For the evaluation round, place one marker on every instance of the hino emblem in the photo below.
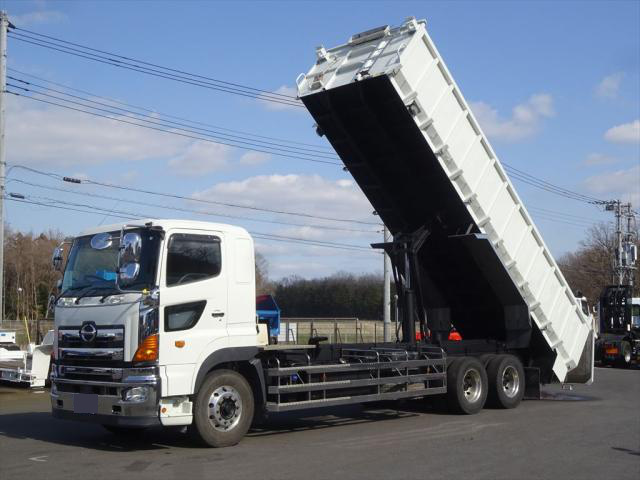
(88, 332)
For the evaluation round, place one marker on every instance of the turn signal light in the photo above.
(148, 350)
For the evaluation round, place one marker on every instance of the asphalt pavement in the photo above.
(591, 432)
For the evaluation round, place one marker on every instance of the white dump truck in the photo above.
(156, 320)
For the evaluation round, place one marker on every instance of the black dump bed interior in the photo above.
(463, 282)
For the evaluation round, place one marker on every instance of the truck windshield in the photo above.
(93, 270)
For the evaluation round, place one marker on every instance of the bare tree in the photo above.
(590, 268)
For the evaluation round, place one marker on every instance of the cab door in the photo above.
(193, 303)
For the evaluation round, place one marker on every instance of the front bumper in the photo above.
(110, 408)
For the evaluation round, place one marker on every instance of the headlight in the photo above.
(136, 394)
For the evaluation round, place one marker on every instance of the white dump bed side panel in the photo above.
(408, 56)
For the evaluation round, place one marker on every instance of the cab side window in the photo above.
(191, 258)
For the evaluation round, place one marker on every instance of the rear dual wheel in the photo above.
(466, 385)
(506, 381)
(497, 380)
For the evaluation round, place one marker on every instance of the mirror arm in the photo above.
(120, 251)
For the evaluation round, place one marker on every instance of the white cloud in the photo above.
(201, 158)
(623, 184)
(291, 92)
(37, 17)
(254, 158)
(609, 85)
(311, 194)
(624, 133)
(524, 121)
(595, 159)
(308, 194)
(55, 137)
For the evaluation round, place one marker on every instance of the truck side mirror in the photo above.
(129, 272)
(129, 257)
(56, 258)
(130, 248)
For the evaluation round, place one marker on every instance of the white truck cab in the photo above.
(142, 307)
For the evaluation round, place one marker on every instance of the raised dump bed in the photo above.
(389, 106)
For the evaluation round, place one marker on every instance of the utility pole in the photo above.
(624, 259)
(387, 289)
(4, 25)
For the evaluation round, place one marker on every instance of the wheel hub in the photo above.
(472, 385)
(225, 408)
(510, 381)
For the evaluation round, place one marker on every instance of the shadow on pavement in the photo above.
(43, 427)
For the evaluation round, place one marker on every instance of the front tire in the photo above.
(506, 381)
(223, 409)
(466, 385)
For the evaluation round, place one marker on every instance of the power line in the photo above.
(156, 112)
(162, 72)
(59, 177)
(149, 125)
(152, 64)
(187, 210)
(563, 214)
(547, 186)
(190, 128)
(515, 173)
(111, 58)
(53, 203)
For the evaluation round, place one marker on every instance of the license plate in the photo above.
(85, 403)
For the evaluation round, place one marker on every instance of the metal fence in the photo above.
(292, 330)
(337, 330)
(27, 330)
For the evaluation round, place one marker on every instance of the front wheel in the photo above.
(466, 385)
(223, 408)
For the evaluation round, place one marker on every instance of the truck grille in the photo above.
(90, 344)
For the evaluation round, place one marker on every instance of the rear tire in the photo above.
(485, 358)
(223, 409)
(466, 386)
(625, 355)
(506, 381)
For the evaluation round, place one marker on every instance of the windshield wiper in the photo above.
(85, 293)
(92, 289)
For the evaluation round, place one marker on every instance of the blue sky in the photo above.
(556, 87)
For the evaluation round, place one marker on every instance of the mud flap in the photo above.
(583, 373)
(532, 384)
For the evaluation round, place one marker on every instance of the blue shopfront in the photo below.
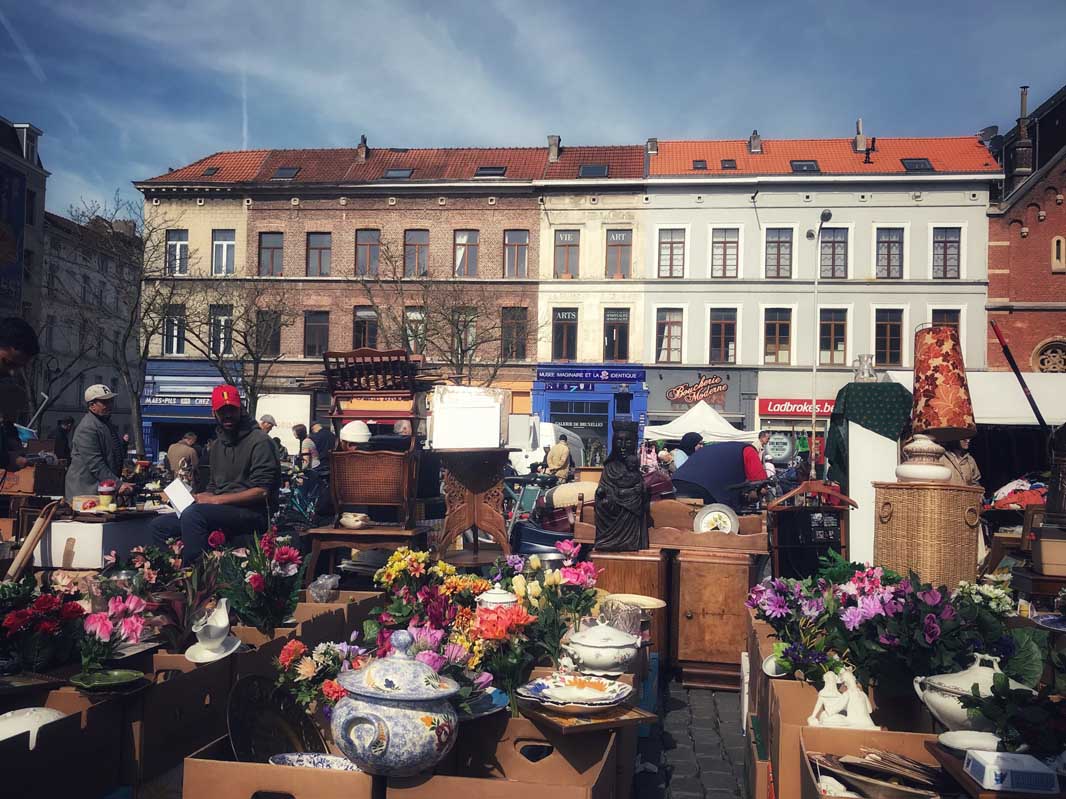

■ WORK TO BE COMPLETED ■
With the pictures omitted, reproduce the records in full and exactly.

■ WRITTEN SOLUTION ■
For the evaluation round, place one marker on every instance of the hino emblem in the photo below.
(88, 332)
For the evaluation round, place one marker on every instance of the turn signal light in the photo above.
(148, 350)
For the evaluation round, place one marker on every instance of the asphalt pavement in the photo above.
(591, 432)
For the evaluation round, place one marker on every instance of the white dump truck in the photo above.
(156, 320)
For the evaluation round, place one marker on every instance of the black dump bed interior in the photo above.
(463, 282)
For the evaluation round, place one marker on every instance of the truck windshield in the photo above.
(93, 270)
For the evaluation round, place one marker on every instance of the bare tree in the photo above.
(590, 268)
For the evaluation round, place one marker on every instance of the cab door in the photo above.
(193, 303)
For the evaluation round, place one marker on every instance of the front bumper in the photo above.
(110, 408)
For the evaluation round, place one marker on every instance of the headlight in the photo above.
(136, 394)
For the evaluation round, place one marker on every instance of the white dump bed side panel in the photo above.
(408, 56)
For the evaluation round, place one marker on every instance of the cab side window in the photo above.
(191, 258)
For the evaluation round, place one marker on every instance of the rear dual wheel in the photo above.
(466, 385)
(506, 381)
(497, 380)
For the evaluation round, place one marker on every instance of the mirror arm in the photo above.
(120, 251)
For the evaluation round, place one marker on every instance of the white cloud in the photo above.
(201, 158)
(623, 184)
(291, 92)
(37, 17)
(254, 158)
(609, 85)
(311, 194)
(624, 133)
(524, 121)
(595, 159)
(308, 194)
(55, 137)
For the evaluation round, place one marker on every instance of the truck side mirror in the photo above.
(129, 272)
(129, 257)
(56, 258)
(130, 248)
For the evaluation round, place one marker on every instance of the white truck cab in the photo above.
(142, 307)
For the evaluation round, place one marker on every instance of the raised dump bed in the photo above.
(389, 106)
For the evaluation round, place one marker on every instance of the utility pole in the photo above.
(624, 259)
(387, 289)
(4, 25)
For the evaluation round, place one marker on every instance of the wheel hub in the photo above.
(472, 385)
(225, 408)
(510, 381)
For the evaluation round, place one marker on every instance of the shadow on pavement in the photo above.
(43, 427)
For the evaluation round, place one marker on every instance of the front tire in the photo above.
(506, 381)
(223, 409)
(466, 385)
For the evaluation round, place one marker on every instance of the power line in the photo above.
(156, 112)
(162, 72)
(59, 177)
(149, 125)
(152, 64)
(187, 210)
(563, 214)
(547, 186)
(190, 128)
(515, 173)
(111, 58)
(53, 203)
For the evaluation round, place one marker on every instance of the license plate in the photo above.
(85, 403)
For the evaluation round, place one marker on every instance of the metal fence in the photo above.
(292, 330)
(337, 330)
(27, 330)
For the evaluation round, place one marker on every instance of the front wheel in the photo above.
(466, 385)
(223, 408)
For the evaluation round, place one marker on every instance of the truck grille in the photo above.
(90, 344)
For the evaluation round, place one marker on every instance of the rear tire in the photo above.
(485, 358)
(223, 409)
(466, 386)
(625, 355)
(506, 381)
For the evaluation round, place one marker on every instance of the windshield wiper in the photo above.
(85, 293)
(92, 289)
For the evaluation round, place one marker on every instance of the blue sky in the photo above.
(556, 87)
For the evaluation round, place one marker on every instance of the mud flap in the photo above.
(583, 373)
(532, 384)
For the evaluation round, place one marker on every instance of the blue shopfront in the photo below.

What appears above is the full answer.